**Texto fornecido:**
· · · ·
No cerne da medida está o arcabouço fiscal - aquele mecanismo implantado em 2021 para limitar o crescimento real das despesas à inflação. Ao exigir ajustes tão drásticos já no primeiro ano do mandato, o governo confessa que a combinação entre a desaceleração econômica e o aumento de despesas obrigatórias, impulsionadas por reajustes de servidores, benefícios previdenciários e expansão de programas sociais, engessou o orçamento. O componente discreto, ou seja, as verbas de custeio e investimento, foi contemplado quase integralmente pelo bloqueio, indicando que serão esses os primeiros alvos de contenção – e que não são esses a prioridade do atual governo.
Para entender a gravidade, basta lembrar que o Congresso, em março, aprovou uma previsão de superávit primário de apenas R$ 15 bilhões - o menor desde 2015, e muito aquém dos R$ 30 bilhões porventura permitidos pelo teto fiscal. A necessidade de acomodar esse superávit “módico” implica aparar cortes que, em outras circunstâncias, seriam destinados a estimular o crescimento econômico e trazer mais base qualitativa para a sociedade – mas quem se importa com isso? Constrangidos por essa lógica, governos estaduais e municípios também sofrerão efeito cascata, reduzindo obras, paralisando concessões e pressionando fornecedores de bens, serviços e obras públicas. O resultado imediato tende a ser um arrefecimento da atividade econômica: menos infraestrutura em curso, menor demanda por materiais de construção, equipamentos e tecnologia.
No entanto, essa retração orçamentária não acontece isoladamente. Em abril, o governo apontou uma revisão para cima do PIB de 2025, agora projetado em 2,4%, e de inflação, estimada em 5,0%. Esse duplo movimento - crescimento ligeiramente mais forte, mas com preços em elevação - amplia o dilema: cortes necessários para cumprir metas fiscais, mas cuja intensidade pode sacrificar o próprio crescimento que se diz buscar. A consequência é uma economia pressionada a dois tempos: o monetário, com juros elevados para domar a inflação; o orçamentário, com limites rígidos para não violar o teto.
Para o mercado financeiro doméstico, o bloqueio de R$ 31,3 bilhões traz duas faces. No curto prazo, reforça o compromisso com a disciplina fiscal, elemento fundamental para manter ou retomar ratings de crédito e conter a volatilidade dos juros de longo prazo. Em um ambiente no qual cada ponto percentual de alta na Selic eleva o serviço da dívida em dezenas de bilhões de reais, demonstrar que o governo está disposto a cortar despesas dá ao investidor alguma segurança de que o arcabouço não será rompido.
· · · ·
**Instrução escrita 1:** Por favor, reescreva as linhas fornecidas, desde a linha que contém "Reviewer note: check that each instance of the truck bed" até o fim delas, trocando "parked car" por "stationary car" e mantendo todo o resto igual.
· · · ·
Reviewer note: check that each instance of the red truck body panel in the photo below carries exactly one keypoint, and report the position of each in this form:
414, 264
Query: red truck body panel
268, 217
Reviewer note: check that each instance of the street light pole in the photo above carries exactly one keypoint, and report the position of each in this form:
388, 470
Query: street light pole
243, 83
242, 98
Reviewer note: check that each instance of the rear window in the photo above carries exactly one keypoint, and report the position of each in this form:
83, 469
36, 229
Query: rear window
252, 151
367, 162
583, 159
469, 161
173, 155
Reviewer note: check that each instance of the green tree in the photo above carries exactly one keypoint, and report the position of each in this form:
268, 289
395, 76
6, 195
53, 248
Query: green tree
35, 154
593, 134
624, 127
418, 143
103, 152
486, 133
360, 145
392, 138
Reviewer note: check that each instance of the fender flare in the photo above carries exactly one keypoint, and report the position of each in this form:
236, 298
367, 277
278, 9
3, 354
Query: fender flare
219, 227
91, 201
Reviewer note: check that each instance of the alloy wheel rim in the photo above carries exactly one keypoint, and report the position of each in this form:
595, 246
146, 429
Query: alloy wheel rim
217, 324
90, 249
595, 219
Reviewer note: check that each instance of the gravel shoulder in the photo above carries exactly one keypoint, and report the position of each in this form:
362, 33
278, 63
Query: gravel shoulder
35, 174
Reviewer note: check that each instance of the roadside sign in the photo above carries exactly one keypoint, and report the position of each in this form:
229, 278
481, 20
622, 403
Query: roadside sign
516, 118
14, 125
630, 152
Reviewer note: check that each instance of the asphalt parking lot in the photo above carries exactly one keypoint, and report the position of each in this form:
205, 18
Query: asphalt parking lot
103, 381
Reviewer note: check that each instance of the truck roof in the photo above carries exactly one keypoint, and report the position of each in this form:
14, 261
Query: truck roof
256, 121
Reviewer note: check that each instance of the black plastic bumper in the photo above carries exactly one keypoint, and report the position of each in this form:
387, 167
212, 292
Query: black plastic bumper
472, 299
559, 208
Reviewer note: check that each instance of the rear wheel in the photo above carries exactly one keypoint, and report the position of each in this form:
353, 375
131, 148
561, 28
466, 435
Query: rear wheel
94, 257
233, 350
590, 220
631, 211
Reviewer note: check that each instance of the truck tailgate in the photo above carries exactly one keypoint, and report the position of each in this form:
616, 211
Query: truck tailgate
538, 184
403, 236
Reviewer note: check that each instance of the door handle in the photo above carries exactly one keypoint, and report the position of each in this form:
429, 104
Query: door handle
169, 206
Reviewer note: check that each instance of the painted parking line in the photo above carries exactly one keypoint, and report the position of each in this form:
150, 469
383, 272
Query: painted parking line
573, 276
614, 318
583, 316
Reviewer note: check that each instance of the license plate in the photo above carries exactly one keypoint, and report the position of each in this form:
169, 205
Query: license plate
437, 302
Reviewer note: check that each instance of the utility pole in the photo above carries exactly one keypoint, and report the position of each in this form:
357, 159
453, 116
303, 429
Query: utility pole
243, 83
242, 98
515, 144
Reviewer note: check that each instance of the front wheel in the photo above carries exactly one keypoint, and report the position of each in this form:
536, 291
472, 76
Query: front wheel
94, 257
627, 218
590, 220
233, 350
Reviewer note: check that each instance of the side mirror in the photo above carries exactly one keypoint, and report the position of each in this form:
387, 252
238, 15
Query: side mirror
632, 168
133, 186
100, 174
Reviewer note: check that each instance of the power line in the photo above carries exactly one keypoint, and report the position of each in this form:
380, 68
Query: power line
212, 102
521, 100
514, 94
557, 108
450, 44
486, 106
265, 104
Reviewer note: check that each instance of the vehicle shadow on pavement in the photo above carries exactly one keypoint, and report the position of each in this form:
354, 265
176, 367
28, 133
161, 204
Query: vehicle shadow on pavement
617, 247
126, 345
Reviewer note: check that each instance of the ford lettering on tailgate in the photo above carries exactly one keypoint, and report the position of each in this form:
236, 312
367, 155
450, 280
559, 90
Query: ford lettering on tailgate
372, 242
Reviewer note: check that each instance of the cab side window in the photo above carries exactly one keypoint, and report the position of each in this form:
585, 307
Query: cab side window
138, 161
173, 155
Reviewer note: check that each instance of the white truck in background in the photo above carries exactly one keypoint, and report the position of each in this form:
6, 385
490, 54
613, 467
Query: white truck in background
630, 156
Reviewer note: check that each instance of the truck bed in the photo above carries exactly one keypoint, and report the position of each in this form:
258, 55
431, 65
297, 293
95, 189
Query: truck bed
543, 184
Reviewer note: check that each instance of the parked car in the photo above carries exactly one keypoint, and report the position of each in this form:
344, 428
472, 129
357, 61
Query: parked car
· · · ·
**Instrução escrita 2:** De acordo com o texto sobre o arcabouço fiscal, de quanto foi a previsão de superávit primário aprovada pelo Congresso em março?

**Resposta da tarefa 1:**
Reviewer note: check that each instance of the truck bed in the photo above carries exactly one keypoint, and report the position of each in this form:
258, 55
431, 65
297, 293
95, 189
Query: truck bed
543, 184
Reviewer note: check that each instance of the stationary car in the photo above carries exactly one keypoint, and report the position of each in this form:
344, 428
472, 129
357, 61
Query: stationary car

**Resposta da tarefa 2:** R$ 15 bilhões, o menor desde 2015.